■ Data excerpts
++++++++++++++++++++

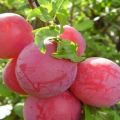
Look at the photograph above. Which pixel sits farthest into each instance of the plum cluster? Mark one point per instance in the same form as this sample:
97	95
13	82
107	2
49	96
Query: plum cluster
54	87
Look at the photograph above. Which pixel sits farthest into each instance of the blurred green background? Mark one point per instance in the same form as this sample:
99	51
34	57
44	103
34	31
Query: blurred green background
99	23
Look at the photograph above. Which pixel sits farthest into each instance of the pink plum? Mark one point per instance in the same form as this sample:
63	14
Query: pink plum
10	79
42	75
61	107
15	34
97	82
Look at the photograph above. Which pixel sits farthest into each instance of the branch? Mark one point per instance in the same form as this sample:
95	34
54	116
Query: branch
33	3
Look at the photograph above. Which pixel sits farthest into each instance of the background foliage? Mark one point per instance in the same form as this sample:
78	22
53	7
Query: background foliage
99	23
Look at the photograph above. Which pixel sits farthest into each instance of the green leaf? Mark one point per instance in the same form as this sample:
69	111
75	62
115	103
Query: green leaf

++++++++++++++++++++

Reproduce the lines above from the line containing "of the blurred" through the last line, both included, requests and all. Multiply each coordinate in the answers by 1.6 and round to a whole number, with halves rounding up; the numbers in the requests and their format samples stay as they are.

■ Response
Look at the photograph above. Which pixel sits farthest into each instance of the blurred green background? Mark one point per instance in the same form as this sample:
99	51
34	57
44	103
34	31
Query: blurred green background
158	37
Look at the photograph above. Which pixel sits farthest into each instance of the pink plum? Mark one point per instance in the same form as this sample:
63	14
Query: pink plum
16	126
67	120
98	171
24	54
155	131
Look at the photograph above. Which pixel sits farthest into each instance of the branch? Mark one point per instance in the same form as this sample:
95	34
54	116
Query: branch
53	5
Look at the photograph above. Which pixel sits farthest into each instance of the background foliage? Mark one point per instance in the same form as this sample:
78	22
53	7
Query: background foliage
158	37
Look at the photograph above. Which pixel sits farthest into each instance of the green leaf? Mark one point per instance in the same form as this sample:
69	111
75	62
115	103
Query: green leaf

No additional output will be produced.